Point localization data
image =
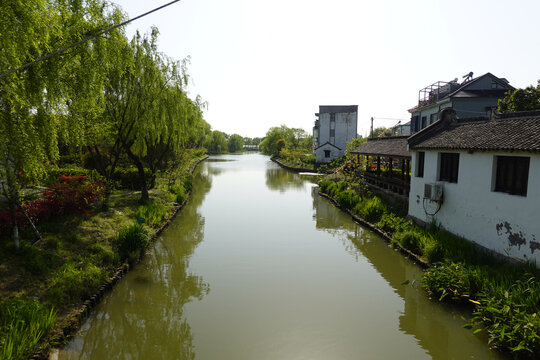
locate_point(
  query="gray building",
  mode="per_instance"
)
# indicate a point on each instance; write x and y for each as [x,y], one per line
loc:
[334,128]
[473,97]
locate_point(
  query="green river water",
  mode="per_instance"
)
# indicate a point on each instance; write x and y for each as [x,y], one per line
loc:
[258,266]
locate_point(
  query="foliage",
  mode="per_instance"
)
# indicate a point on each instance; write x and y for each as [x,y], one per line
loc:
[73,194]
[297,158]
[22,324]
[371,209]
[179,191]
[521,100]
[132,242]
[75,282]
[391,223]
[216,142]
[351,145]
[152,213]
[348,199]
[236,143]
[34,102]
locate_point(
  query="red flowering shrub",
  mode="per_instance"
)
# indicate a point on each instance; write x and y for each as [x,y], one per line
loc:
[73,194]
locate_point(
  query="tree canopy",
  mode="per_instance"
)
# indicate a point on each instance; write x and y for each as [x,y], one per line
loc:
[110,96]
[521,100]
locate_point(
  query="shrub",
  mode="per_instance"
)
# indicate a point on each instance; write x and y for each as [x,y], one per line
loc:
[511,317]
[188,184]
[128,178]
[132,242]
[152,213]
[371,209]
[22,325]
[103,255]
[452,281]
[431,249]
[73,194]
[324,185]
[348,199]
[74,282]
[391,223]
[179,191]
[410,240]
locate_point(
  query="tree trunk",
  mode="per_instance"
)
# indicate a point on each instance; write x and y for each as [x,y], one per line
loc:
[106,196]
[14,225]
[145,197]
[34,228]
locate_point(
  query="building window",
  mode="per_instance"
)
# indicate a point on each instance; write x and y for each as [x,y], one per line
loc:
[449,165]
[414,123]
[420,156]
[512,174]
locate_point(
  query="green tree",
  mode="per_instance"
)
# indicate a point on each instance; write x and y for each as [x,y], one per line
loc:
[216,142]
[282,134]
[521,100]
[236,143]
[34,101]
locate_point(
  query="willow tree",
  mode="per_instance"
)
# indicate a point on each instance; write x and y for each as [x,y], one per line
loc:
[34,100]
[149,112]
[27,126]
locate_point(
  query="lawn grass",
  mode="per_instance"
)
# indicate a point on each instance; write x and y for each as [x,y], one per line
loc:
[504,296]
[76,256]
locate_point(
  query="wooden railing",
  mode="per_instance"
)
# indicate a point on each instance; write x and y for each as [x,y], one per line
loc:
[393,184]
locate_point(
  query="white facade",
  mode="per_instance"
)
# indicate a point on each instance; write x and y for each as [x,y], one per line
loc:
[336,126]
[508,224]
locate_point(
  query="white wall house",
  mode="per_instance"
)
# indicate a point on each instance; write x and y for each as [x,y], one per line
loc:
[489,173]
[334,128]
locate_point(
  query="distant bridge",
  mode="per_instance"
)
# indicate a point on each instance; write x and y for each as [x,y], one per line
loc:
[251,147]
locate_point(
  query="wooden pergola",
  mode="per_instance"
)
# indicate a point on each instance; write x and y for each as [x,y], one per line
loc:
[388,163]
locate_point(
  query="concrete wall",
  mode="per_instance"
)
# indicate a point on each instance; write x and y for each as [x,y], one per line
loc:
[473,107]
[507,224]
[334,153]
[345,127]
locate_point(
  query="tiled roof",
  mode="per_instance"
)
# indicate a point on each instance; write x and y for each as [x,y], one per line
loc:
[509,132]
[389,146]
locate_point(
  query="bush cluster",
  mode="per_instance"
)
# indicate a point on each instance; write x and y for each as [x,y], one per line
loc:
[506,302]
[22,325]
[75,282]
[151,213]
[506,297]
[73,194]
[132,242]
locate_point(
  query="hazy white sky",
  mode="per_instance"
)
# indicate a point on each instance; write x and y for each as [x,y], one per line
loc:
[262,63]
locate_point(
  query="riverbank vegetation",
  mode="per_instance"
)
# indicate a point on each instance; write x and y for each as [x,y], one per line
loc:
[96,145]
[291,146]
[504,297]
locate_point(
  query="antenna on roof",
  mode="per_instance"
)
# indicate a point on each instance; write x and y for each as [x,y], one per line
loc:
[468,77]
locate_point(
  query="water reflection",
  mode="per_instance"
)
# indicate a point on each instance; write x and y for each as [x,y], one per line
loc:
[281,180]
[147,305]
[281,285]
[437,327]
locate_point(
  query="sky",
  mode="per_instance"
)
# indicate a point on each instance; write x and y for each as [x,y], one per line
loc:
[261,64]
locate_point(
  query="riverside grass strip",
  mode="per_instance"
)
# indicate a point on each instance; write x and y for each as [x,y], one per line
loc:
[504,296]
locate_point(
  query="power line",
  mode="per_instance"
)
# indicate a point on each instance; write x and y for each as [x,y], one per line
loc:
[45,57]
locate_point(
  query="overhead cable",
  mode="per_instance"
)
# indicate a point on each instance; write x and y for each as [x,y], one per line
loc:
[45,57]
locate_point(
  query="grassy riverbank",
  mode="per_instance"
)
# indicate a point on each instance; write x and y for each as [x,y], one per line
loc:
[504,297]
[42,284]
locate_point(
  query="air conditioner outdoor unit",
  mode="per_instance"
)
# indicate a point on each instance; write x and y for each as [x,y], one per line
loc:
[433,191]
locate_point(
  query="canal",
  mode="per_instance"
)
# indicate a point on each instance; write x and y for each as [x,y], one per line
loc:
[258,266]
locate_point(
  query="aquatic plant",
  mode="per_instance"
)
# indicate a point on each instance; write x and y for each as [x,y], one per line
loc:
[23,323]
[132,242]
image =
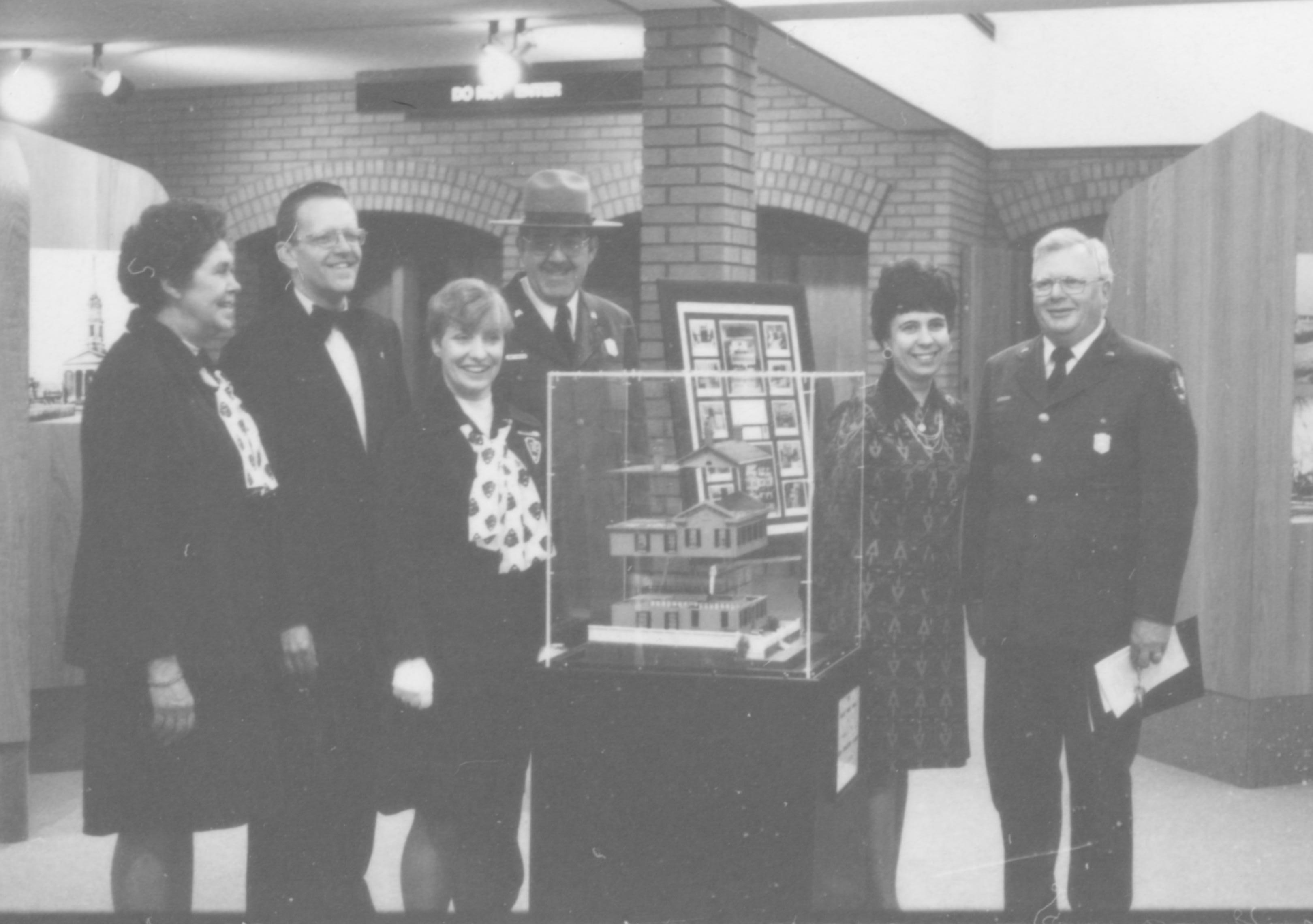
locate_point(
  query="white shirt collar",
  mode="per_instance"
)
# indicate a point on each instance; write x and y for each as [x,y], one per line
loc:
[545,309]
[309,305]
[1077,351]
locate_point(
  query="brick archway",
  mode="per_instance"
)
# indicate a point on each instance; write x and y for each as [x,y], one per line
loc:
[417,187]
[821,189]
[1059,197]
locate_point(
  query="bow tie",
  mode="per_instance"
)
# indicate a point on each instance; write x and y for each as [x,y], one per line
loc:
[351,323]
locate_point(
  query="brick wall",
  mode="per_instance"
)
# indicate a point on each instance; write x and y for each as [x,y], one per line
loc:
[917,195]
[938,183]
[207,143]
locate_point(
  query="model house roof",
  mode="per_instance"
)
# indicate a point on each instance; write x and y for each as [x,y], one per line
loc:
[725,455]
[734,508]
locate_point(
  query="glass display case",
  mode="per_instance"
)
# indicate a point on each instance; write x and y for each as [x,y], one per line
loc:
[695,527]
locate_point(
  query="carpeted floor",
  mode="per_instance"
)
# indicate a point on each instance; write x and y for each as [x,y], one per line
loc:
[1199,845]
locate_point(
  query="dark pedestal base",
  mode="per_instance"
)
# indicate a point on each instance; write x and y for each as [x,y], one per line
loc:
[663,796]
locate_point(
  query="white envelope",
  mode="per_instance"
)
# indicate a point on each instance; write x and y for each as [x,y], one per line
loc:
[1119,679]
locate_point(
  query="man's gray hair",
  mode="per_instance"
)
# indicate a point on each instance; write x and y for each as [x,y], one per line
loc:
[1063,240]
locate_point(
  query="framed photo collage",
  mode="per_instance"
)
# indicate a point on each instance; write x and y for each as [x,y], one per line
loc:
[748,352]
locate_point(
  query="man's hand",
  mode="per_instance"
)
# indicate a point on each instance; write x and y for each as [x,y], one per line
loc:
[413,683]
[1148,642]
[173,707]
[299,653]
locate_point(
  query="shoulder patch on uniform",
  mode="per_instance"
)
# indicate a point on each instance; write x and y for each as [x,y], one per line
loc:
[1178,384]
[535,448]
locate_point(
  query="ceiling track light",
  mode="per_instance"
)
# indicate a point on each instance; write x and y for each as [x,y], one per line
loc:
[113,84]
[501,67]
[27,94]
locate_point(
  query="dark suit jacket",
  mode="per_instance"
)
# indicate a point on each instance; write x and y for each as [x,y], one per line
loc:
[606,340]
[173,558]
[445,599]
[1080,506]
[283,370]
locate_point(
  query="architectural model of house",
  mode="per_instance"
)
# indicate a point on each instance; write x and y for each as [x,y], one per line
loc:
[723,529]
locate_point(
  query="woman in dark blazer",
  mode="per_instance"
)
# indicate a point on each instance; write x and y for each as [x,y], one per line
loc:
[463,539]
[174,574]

== Task statement ==
Copy out, in full, each line above that has the word "brick" in it.

== Expected output ==
  query="brick archway",
  query="brick wall",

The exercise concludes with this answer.